SOAL LATIHAN >>
Baca artikel tentang awan yang menyirami kebun, lalu jawab ya atau tidak untuk setiap pernyataan di bawah ini, dan sertakan kutipan kata-kata dari artikel yang menjadi penentunya.
(a) Awan menumpahkan airnya di tanah dengan bebatuan hitam.
(b) Pemilik kebun memakan setengah hasil kebunnya bersama keluarganya.
(c) Hadis ini diriwayatkan oleh Bukhari.

ARTIKEL >>
___

Selasa, 10 Mei 2011

Kisah awan yang menyirami kebun laki-laki

Sesungguhnya alam semesta ini miliki Allah. Allah adalah Tuhannya, Penciptanya, dan Pengaturnya. Jika seorang hamba berjalan lurus di atas perintah-Nya, maka Allah akan memerintahkan alam agar menjaganya dan melakukan sesuatu yang mengandung kebaikan dan kemaslahatannya. Hadis ini menjelaskan berita tentang seorang petani shaleh di mana Allah memerintahkan awan untuk menyiram kebunnya, karena petani ini lurus berjalan di atas perintah-Nya. Hal ini tidak khusus untuk petani tersebut. Siapa pun yang seperti dirinya, niscaya Allah akan memberkahi apa yang diterimanya.
Muslim meriwayatkan dalam Shahih-nya dari Abu Hurairah dari Nabi Shallallahu Alahi Wa Sallam berkata, "Ketika seorang laki-laki berada di tempat yang sunyi, dia mendengar suara awan, 'Siramilah kebun fulan.' Lalu awan itu menjauh dan menumpahkan airnya di tanah dengan bebatuan hitam. Ternyata ada saluran air yang telah dipenuhi oleh seluruh air itu. Laki-laki itu menelusuri jalannya air. Ternyata ada seorang laki-laki yang berdiri di kebunnya, dia mengalirkan air dengan cangkulnya. Dia bertanya, 'Wahai hamba Allah, siapa namamu?' Dia menjawab, 'Fulan.' Nama yang didengarnya dari suara awan.
Dia berkata, 'Wahai hamba Allah mengapa kamu bertanya tentang namaku?' Dia menjawab, 'Sesungguhnya aku mendengar suara di awan di mana airnya adalah ini. Suara itu berkata, 'Siramilah kebun Fulan.' Yaitu, namamu. Apa yang kamu lakukan padanya?'
Dia menjawab, 'Karena kamu mengatakan itu, maka aku melihat hasil kebunku. Sepertiganya aku sedekahkan, sepertiganya lagi aku makan bersama keluargaku, dan sepertiga siasanya aku kembalikan kepadanya.'
Ahmad bin Abdata Ad-Dhabiy menyampaikan nya kepada kami, Abu Dawud memberitakan kepada kami, Abdul Aziz bin Abu salamah menyampaikan kepada kami, Wahab bin Kaisan menyampaikan kepada kami dengan sanad ini. Hanya saja dia berkata, 'Aku memberikan sepertiganya kepada orang-orang miskin, para pengemis, dan ibnu Sabil.'"
Takhrih Hadis
Hadis ini diriwayatkan oleh Muslim dalam Shahihnya dalam Kitabuz Zuhd war Raqaq, bab sedekah kepada orang-orang miskin, 4/2288, no.2984.
Pejelasan Hadis
Rasulullah Shallallahu Alahi wa Sallam menyampaikan kepada kita tentang seorang laki-laki yang mendengar sesuatu yang ghaib. Dia berjalan dia tempat yang sunyi, lalu sebuah awan lewat diatas kepalanya, maka dia mendengar suara di awan itu, sebuah perintah agar menyirami kebun fulan.

___

BAHAN YANG DISEDIAKAN >>
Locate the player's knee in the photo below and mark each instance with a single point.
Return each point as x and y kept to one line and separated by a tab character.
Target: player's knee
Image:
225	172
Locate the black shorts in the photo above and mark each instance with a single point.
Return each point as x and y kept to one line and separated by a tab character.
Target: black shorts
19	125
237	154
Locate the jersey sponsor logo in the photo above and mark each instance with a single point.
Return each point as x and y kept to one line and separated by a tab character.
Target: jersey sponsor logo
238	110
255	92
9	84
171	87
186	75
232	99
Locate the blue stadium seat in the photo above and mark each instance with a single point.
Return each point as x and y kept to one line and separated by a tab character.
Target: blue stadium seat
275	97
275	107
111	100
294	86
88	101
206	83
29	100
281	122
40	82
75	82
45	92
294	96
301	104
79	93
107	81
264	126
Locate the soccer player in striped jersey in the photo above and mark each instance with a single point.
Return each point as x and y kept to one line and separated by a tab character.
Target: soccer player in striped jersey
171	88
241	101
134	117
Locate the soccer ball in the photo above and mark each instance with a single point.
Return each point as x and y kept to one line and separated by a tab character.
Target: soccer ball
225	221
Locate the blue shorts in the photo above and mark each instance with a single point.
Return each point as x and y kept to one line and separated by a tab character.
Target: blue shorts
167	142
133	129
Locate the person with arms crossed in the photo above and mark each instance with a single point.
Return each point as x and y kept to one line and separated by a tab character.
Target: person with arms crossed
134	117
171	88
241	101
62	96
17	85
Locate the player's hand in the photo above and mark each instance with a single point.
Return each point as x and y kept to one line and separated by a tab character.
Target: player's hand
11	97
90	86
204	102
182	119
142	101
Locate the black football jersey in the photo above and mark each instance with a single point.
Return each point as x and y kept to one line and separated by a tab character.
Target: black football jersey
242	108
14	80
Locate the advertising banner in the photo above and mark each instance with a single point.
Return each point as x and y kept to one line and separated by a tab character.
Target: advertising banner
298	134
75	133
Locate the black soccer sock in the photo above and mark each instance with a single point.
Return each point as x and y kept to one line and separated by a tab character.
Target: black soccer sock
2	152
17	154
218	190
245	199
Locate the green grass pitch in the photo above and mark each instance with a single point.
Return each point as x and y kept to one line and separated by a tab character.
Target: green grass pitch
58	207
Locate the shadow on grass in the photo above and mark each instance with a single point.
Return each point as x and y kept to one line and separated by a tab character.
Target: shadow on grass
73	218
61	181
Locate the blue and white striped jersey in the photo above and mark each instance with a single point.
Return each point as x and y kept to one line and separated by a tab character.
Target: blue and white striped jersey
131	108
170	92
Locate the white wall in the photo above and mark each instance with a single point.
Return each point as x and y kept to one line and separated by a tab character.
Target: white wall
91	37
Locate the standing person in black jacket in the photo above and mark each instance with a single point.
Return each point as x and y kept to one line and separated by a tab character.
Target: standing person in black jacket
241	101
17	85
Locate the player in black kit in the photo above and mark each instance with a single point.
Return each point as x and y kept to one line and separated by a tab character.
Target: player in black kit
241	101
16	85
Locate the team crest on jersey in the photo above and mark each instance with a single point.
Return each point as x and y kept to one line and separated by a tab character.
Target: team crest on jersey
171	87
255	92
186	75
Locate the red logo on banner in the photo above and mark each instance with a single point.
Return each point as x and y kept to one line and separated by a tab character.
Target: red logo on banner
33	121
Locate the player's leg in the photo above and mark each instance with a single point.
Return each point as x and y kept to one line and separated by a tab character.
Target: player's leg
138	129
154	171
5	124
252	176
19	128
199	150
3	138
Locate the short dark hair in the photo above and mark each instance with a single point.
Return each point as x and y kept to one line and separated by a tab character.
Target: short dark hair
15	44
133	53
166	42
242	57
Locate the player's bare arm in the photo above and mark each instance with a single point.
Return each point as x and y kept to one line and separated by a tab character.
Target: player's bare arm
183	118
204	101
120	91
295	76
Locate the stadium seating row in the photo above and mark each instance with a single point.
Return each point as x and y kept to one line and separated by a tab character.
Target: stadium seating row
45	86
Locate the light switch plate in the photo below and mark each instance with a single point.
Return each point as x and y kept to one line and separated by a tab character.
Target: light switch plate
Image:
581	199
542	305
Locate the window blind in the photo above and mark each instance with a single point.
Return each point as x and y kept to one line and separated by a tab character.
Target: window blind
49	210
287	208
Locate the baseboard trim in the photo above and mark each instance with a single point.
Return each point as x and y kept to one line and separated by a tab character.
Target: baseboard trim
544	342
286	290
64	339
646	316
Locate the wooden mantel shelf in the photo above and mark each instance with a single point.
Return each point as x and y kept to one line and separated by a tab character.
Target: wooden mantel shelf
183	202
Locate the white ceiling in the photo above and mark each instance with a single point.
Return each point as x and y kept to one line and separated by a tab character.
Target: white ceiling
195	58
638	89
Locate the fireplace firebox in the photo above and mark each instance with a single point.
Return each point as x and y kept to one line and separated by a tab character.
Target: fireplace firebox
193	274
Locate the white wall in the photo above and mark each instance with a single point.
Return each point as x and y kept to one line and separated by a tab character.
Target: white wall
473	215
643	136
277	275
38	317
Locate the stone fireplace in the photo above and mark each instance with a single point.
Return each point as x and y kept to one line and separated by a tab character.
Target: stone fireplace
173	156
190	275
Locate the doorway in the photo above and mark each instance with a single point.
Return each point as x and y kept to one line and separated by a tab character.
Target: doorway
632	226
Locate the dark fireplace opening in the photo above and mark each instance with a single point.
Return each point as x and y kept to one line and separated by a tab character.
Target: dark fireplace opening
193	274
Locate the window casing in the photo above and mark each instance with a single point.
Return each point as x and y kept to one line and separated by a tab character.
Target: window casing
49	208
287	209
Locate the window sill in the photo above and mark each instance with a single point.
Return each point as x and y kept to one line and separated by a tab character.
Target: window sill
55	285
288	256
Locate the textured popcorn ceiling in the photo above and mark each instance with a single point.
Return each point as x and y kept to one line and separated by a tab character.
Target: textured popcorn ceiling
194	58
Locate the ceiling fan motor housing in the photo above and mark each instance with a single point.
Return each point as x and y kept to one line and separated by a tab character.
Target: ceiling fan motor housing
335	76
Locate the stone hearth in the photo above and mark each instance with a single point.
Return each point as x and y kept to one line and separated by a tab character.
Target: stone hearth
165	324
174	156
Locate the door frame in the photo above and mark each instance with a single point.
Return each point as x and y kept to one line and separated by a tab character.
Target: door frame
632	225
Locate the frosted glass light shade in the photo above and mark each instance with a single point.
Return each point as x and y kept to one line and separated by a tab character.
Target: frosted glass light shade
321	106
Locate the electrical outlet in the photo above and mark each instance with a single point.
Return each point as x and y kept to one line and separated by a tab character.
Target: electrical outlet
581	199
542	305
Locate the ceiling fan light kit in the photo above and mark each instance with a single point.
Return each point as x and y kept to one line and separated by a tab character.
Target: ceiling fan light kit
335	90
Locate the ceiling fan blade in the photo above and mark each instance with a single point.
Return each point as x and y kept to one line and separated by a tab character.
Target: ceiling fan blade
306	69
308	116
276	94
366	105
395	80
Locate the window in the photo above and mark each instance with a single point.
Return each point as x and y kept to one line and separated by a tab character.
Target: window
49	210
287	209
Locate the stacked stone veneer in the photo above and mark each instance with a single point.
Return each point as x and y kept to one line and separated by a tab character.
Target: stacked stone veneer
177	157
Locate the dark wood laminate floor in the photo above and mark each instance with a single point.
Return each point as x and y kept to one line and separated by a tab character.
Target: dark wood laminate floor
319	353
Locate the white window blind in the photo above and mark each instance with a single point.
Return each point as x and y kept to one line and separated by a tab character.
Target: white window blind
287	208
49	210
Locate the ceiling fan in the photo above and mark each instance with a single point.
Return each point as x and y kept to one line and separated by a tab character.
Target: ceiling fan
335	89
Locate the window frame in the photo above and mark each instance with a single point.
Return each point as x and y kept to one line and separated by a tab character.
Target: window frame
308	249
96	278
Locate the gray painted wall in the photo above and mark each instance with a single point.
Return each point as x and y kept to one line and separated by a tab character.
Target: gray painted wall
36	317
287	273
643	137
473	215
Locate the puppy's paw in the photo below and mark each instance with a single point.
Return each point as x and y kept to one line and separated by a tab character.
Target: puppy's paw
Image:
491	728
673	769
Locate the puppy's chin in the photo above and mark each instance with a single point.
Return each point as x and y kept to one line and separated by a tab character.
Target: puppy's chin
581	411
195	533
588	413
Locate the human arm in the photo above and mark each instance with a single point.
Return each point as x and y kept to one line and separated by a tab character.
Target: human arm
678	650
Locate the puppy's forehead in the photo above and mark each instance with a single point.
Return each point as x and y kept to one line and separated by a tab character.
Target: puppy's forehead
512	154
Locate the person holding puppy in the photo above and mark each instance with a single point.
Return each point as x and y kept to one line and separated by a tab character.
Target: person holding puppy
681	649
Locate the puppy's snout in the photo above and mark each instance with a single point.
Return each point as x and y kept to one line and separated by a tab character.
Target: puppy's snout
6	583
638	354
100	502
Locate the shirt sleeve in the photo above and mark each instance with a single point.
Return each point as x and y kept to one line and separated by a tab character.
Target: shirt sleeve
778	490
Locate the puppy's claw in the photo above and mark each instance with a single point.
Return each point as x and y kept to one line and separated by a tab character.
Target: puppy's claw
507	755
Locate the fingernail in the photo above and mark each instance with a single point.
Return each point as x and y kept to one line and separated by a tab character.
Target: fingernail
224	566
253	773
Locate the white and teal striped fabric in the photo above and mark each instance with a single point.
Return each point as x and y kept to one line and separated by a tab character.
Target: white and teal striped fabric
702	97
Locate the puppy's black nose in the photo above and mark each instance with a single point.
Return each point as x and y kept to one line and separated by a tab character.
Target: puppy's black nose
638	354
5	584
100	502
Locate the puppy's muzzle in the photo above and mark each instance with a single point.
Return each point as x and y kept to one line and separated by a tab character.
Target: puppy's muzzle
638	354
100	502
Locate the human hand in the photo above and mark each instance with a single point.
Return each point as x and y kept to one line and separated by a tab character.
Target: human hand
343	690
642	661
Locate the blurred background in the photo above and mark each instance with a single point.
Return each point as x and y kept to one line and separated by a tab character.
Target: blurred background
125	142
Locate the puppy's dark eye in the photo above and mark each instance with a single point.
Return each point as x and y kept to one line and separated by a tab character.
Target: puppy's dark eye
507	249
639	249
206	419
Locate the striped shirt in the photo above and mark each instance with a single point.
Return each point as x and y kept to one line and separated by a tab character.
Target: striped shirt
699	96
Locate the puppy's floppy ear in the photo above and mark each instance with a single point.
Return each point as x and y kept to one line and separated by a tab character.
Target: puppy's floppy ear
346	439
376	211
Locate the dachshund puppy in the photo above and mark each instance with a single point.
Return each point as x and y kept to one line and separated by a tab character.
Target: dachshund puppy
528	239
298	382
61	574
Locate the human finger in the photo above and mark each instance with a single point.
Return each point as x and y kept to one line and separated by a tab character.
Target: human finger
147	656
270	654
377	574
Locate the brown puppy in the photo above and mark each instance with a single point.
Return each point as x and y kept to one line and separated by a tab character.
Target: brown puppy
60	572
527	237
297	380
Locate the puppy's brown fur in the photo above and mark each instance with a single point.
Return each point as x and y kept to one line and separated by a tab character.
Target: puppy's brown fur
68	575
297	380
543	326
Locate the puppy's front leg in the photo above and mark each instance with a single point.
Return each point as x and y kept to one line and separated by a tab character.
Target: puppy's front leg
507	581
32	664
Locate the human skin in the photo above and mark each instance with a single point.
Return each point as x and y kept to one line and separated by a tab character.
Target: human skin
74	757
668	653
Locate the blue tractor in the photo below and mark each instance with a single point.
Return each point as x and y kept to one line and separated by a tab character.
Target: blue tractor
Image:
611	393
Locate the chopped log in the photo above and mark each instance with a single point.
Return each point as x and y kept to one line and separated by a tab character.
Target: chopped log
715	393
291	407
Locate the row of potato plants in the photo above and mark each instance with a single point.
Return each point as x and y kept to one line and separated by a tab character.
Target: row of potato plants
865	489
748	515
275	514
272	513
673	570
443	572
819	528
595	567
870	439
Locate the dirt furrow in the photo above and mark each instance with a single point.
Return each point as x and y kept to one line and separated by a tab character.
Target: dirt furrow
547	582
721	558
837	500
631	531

___

CONTOH JAWABAN >>
(a) Ya: "Lalu awan itu menjauh dan menumpahkan airnya di tanah dengan bebatuan hitam."
(b) Tidak: "sepertiganya lagi aku makan bersama keluargaku"
(c) Tidak: "Hadis ini diriwayatkan oleh Muslim dalam Shahihnya"